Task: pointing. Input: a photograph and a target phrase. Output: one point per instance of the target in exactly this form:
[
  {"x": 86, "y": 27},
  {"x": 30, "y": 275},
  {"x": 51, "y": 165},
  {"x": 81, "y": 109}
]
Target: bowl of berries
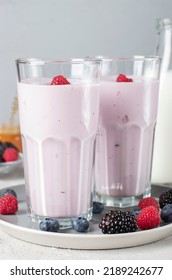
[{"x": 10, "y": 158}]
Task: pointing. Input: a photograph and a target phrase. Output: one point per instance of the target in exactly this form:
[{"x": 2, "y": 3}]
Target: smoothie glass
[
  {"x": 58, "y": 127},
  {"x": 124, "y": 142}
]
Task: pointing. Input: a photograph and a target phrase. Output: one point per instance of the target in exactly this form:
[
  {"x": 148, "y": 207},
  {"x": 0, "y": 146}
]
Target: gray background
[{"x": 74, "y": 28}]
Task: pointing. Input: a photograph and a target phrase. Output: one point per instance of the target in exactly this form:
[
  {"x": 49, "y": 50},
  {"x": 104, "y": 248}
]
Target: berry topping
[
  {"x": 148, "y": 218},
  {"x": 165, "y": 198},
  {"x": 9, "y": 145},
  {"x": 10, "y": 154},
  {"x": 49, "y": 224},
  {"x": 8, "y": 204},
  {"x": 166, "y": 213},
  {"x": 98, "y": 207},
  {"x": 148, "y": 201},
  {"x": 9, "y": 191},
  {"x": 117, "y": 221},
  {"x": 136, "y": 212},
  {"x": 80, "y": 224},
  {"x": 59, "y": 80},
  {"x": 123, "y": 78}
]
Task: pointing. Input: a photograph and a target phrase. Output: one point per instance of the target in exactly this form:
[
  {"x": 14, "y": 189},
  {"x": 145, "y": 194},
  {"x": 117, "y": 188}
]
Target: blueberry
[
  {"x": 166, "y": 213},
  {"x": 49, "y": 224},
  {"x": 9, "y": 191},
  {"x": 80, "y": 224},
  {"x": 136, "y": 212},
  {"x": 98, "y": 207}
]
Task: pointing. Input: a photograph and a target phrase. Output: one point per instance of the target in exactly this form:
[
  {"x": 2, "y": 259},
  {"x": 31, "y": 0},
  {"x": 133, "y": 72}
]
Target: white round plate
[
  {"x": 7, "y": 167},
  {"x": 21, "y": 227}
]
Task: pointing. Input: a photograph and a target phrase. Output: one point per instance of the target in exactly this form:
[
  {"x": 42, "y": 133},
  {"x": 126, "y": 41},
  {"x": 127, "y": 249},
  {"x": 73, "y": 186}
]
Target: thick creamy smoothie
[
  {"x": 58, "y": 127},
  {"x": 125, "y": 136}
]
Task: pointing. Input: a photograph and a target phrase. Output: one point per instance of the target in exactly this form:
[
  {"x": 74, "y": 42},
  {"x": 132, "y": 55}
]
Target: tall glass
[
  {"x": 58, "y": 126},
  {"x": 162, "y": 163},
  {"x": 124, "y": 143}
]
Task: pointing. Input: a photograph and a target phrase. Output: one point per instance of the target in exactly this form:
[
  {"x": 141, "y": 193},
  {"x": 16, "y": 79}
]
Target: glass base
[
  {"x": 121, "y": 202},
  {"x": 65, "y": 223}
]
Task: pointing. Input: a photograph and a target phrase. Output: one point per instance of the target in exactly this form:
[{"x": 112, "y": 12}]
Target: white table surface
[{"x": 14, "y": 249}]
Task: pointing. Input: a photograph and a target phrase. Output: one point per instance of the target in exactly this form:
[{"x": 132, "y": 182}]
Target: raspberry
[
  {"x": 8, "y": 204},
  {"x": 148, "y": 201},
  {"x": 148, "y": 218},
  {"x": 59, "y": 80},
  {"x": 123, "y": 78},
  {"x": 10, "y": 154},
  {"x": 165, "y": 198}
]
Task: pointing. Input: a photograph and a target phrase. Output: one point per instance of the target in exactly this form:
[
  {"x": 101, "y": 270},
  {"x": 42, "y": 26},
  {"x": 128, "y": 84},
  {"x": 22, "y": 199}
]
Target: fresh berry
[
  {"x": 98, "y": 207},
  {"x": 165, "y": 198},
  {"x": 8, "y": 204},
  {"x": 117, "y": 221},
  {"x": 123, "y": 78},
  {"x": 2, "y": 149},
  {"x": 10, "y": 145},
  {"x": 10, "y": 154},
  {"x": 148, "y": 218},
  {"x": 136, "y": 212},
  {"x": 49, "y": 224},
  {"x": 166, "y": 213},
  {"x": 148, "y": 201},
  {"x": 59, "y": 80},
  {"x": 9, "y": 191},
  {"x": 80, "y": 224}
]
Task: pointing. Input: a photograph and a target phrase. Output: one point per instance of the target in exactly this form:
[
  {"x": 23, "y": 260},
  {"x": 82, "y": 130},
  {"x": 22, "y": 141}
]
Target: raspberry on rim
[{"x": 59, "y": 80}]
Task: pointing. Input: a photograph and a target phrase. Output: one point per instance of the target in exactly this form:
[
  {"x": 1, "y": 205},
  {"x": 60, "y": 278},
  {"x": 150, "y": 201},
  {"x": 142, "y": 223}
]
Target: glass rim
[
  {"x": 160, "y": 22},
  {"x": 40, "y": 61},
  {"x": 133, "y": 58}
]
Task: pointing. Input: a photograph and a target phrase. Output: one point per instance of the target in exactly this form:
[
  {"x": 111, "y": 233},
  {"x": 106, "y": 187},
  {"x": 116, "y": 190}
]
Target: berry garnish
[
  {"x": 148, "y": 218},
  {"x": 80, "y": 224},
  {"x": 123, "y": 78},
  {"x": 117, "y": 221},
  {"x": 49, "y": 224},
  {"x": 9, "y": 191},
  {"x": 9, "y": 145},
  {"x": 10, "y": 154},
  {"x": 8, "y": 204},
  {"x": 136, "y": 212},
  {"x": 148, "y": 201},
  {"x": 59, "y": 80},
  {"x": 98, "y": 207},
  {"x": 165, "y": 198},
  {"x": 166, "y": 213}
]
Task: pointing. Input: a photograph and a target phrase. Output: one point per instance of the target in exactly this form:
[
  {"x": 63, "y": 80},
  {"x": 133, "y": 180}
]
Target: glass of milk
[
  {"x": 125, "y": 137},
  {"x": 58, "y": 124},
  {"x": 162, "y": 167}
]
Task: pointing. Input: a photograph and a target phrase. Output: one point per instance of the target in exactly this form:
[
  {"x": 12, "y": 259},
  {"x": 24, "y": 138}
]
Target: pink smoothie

────────────────

WHAT TO WORK ON: Report how many lines of the material contain the string "smoothie", counting only matches with the same capitalization. Give the number alone.

ANSWER TO THIS TASK: 3